> _JOB_:
Copy every line of the data below word for word, leaving out the pictures.

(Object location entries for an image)

----------

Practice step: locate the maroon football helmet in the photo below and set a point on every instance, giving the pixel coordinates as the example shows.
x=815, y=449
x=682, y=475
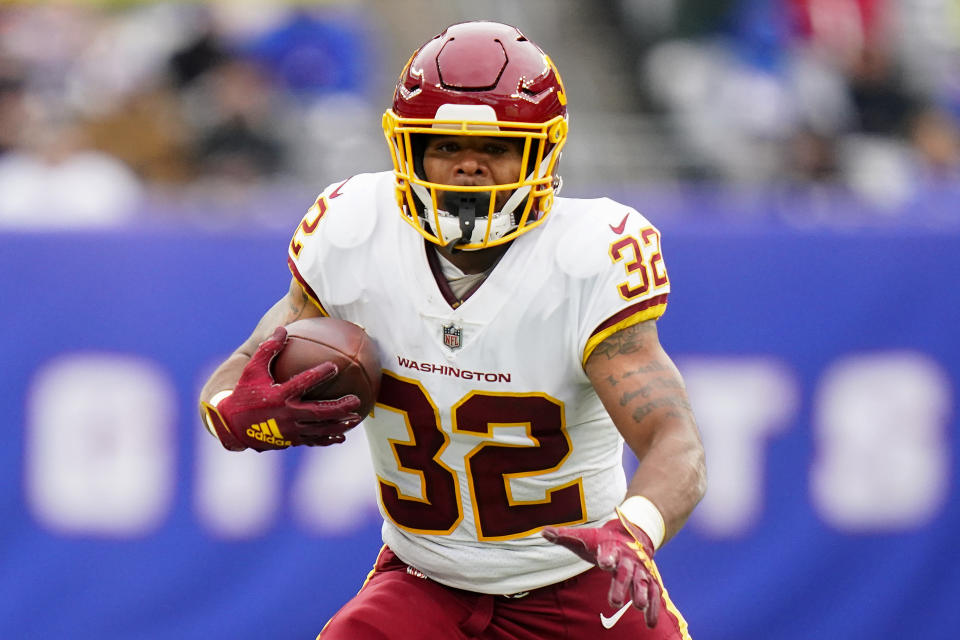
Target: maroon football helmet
x=478, y=79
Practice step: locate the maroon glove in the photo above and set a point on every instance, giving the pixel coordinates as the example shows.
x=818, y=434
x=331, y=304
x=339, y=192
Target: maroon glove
x=623, y=549
x=261, y=414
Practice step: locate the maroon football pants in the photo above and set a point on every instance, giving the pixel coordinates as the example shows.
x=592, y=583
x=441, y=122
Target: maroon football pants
x=396, y=603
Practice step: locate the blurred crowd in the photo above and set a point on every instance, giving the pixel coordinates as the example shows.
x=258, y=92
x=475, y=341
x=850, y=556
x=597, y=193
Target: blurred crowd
x=223, y=111
x=862, y=95
x=205, y=111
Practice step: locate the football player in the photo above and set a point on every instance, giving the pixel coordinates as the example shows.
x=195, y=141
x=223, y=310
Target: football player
x=517, y=333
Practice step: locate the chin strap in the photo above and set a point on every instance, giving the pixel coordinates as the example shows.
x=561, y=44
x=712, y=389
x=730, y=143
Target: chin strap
x=465, y=206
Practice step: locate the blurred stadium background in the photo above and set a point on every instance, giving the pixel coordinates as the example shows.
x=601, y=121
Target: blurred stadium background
x=801, y=157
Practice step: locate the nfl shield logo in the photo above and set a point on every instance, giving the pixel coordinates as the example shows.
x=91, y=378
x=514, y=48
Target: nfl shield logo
x=452, y=336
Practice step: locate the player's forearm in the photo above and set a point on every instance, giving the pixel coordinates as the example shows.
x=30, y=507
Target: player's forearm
x=672, y=475
x=225, y=376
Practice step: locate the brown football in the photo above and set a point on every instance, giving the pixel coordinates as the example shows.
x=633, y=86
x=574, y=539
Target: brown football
x=312, y=341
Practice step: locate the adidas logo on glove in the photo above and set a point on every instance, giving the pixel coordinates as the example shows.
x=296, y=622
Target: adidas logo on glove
x=267, y=432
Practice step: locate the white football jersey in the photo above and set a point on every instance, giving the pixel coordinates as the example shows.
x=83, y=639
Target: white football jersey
x=486, y=428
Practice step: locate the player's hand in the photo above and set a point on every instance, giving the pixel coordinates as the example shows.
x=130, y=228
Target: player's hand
x=624, y=550
x=261, y=414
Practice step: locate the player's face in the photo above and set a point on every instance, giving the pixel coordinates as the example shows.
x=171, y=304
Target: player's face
x=473, y=161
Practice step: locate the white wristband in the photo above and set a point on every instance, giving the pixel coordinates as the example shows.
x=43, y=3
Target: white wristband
x=214, y=401
x=643, y=513
x=219, y=396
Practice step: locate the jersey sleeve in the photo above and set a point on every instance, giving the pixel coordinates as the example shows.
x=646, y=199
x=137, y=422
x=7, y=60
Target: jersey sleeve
x=340, y=218
x=632, y=286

----------

> _TASK RESPONSE_:
Practice step: locate the maroon football helmet in the photo below and set a point on every instance, giving the pixel coordinates as the example shows.
x=815, y=449
x=682, y=475
Target: maroon football helmet
x=478, y=79
Practice step: locate the maroon glove in the photo above and set a point on every instance, giving the pixel coordinates as the example shows.
x=818, y=434
x=331, y=304
x=339, y=192
Target: maroon glove
x=623, y=549
x=261, y=414
Practice step: locate the maroon football pants in the photo above and set a point on every instance, giving the pixel coordinates as the example shows.
x=592, y=583
x=441, y=122
Target: maroon football pants
x=396, y=603
Practice step: locate the blurred crowd in the photo above and set a point on every instance, giving the pixel coordinates as the example shows.
x=258, y=92
x=475, y=341
x=850, y=556
x=597, y=193
Target: blurred crowd
x=223, y=111
x=862, y=95
x=205, y=111
Practice step: locate the football player in the photo above and set a point on every instance, giving the pixel coordinates as the example shows.
x=195, y=141
x=223, y=310
Target: football player
x=517, y=333
Practice step: locate the chin strap in the photo above and set a point on every instance, giving the pixel coordinates as the example shows.
x=561, y=44
x=712, y=389
x=730, y=143
Target: chin strap
x=465, y=206
Practice step: locate the blurred stadium background in the photo above and set a point on every instance, giving the pixel coordinates as the example shows.
x=601, y=121
Target: blurred stadium background
x=801, y=157
Practice step: locate the nfl shield logo in the photo above and set a point on every instance, giving the pixel coordinates as the example shows.
x=91, y=378
x=514, y=48
Target: nfl shield logo
x=452, y=336
Practice step: locate the player's forearm in the photo above and set a point on every instance, giving the pixel coordinates as the example shows.
x=30, y=507
Target: player's forearm
x=672, y=475
x=225, y=376
Practice step: locate the brown football in the photo above and set a point on every instance, giving the pixel coordinates as the example shows.
x=633, y=86
x=574, y=539
Target: brown football
x=312, y=341
Practice step: locate the adidas logo on glove in the photo above and set a point on every instance, giving the pixel coordinates as the example shows.
x=296, y=622
Target: adidas logo on glove
x=267, y=432
Practice step: locate the white football jersey in the photo above and set a point on every instance, giving the pixel coordinates as the example shows.
x=83, y=639
Target: white football jersey
x=486, y=428
Practice step: locate the player's hand in the photo above and set a point on every instance, giving the pixel coordinates as the example shows.
x=130, y=228
Target: player's hand
x=624, y=550
x=261, y=414
Practice step: locate the player's face in the photo above and set a point on every instance, giving the pixel coordinates as the example shows.
x=171, y=304
Target: player's face
x=473, y=161
Practice step: locate the white wristband in the photo above and set a point on every instance, giving the pixel coordinates as the example shows.
x=43, y=3
Target: white wristband
x=214, y=401
x=643, y=513
x=219, y=396
Practice step: locate the jersey sleeve in the photo above and set a point on every instance, giving the pixel coordinates as the example shows.
x=646, y=199
x=137, y=422
x=7, y=60
Target: jersey sleeve
x=340, y=218
x=632, y=286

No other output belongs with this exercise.